→ EXERCISE DETAILS
List every line in the records below that contains the word "left", matching case exactly.

→ SUPPLIED RECORDS
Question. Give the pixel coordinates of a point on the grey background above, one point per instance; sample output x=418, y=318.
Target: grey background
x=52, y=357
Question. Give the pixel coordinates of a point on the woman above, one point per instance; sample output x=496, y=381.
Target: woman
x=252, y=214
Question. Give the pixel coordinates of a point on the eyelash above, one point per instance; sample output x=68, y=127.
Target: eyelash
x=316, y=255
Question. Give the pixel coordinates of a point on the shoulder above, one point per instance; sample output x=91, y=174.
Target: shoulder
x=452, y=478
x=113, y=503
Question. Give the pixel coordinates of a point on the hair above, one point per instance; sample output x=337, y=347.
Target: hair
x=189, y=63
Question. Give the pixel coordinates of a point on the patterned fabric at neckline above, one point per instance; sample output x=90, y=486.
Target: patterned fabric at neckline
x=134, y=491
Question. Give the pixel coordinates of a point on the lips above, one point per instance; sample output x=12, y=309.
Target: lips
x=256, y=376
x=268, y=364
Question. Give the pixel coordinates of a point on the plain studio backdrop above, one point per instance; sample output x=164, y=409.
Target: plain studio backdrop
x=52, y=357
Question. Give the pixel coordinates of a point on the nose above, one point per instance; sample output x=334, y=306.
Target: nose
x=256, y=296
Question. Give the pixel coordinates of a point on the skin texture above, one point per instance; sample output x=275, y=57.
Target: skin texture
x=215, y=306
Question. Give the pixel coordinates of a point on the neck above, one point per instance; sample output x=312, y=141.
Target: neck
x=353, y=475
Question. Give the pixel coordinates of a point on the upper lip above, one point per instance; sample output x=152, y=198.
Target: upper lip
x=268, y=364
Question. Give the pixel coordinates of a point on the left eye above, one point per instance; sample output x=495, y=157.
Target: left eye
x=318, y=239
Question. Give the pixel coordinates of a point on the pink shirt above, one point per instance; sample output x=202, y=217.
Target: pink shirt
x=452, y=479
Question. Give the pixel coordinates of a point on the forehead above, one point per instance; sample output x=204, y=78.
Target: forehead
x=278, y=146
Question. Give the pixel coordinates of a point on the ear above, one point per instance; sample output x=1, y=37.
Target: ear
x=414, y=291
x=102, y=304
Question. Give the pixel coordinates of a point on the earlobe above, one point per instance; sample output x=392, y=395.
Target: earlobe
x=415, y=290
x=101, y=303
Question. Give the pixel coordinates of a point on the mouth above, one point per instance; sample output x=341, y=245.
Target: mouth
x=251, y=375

---

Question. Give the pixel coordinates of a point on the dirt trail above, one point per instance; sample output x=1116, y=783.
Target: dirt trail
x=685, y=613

→ REPLY
Question. Give the pixel coordinates of a point on the left eye above, one point per instance; sample output x=495, y=157.
Target: left eye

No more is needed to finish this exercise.